_Brano citato_
▼
Che scorpacciata di tagliatelle e rane alla Trattoria Venturoli

nostro inviato a Baricella (Bologna)

Recentemente ho vissuto una giornata straordinaria per la sua eccezionalità: non mi era mai capitato di trascorrere ore piacevolissime con un signore che voleva rimanere trasparente, che non voleva essere citato in un articolo, nemmeno per sbaglio. Emiliano, ingegnere e gran signore a tavola, alleva di tutto e di tutto gusta, rigorosamente in compagnia perché da soli si intristisce.
Rotta sul casello di Altedo lungo la Bologna-Padova e da lì un po’ qua e un po’ là, un’ora abbondante stappando Bonarda nella foresteria con camino acceso della sua industria (termine che odia perché considera l’industria la morte dell’ingegno e della libertà di un essere umano), poi un paio di ore in trattoria, alla Venturoli a Baricella, Stefano in sala e sua sorella Nadia in cucina, quarta generazione, la prima ci riporta all’Ottocento.
▲
_Compiti richiesti_
1 - Elenca tutte le persone che il brano sulla Trattoria Venturoli chiama per nome.
2 - Estrai dal brano sulla Trattoria Venturoli il passo che comincia con «nostro inviato a» e finisce con «ci riporta all’Ottocento.».

_Elenco fornito_
▼
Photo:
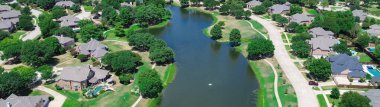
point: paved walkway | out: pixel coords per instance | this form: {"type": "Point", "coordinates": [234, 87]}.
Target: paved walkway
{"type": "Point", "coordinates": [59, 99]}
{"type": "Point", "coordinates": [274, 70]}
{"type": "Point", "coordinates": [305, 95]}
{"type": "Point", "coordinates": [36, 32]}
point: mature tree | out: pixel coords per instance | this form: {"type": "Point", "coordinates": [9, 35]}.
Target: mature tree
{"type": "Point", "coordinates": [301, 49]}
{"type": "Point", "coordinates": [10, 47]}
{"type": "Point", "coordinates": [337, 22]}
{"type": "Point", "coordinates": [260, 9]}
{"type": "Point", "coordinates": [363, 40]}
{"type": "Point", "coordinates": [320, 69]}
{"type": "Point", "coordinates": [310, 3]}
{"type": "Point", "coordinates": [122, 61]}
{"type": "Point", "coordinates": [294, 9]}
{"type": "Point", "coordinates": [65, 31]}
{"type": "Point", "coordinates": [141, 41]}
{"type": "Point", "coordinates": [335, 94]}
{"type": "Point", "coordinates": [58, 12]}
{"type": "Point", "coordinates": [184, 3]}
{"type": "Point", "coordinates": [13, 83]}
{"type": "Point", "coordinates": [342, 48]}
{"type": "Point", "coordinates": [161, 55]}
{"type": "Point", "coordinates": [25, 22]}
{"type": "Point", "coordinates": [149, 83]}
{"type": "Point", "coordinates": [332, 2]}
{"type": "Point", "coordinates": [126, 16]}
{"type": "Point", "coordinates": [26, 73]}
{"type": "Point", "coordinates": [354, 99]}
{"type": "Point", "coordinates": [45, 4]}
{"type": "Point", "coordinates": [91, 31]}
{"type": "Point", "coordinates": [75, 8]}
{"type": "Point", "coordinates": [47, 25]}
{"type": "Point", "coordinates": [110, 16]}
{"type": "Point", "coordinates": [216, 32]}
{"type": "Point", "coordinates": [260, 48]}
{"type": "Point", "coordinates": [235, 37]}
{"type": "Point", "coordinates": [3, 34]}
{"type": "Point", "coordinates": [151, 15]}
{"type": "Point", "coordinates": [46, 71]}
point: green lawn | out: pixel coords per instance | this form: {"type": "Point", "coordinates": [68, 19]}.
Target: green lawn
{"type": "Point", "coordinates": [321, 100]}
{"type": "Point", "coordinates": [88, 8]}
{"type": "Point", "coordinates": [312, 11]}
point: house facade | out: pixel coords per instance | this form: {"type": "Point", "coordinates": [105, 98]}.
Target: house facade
▲
▼
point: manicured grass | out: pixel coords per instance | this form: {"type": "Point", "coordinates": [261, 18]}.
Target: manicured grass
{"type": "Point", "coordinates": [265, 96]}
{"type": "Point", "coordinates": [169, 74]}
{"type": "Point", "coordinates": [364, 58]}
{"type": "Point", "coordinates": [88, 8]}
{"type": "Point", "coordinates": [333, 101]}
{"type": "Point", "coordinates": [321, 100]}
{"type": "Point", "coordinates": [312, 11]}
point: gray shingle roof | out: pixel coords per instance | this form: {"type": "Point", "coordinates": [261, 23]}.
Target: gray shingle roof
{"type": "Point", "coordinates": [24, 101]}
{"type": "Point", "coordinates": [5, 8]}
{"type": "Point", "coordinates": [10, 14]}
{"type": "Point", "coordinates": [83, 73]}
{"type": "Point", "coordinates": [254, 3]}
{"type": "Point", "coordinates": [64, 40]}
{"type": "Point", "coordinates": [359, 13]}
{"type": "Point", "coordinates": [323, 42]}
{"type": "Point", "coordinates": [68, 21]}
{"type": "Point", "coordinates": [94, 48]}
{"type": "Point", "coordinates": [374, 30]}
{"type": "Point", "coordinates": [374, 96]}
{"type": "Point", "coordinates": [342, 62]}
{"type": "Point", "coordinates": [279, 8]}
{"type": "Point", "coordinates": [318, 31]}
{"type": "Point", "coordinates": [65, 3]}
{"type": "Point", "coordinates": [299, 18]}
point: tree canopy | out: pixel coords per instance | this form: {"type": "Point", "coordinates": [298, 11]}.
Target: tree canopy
▲
_Risposte attese_
1 - Emiliano, Stefano, Nadia

2 -
nostro inviato a Baricella (Bologna)

Recentemente ho vissuto una giornata straordinaria per la sua eccezionalità: non mi era mai capitato di trascorrere ore piacevolissime con un signore che voleva rimanere trasparente, che non voleva essere citato in un articolo, nemmeno per sbaglio. Emiliano, ingegnere e gran signore a tavola, alleva di tutto e di tutto gusta, rigorosamente in compagnia perché da soli si intristisce.
Rotta sul casello di Altedo lungo la Bologna-Padova e da lì un po’ qua e un po’ là, un’ora abbondante stappando Bonarda nella foresteria con camino acceso della sua industria (termine che odia perché considera l’industria la morte dell’ingegno e della libertà di un essere umano), poi un paio di ore in trattoria, alla Venturoli a Baricella, Stefano in sala e sua sorella Nadia in cucina, quarta generazione, la prima ci riporta all’Ottocento.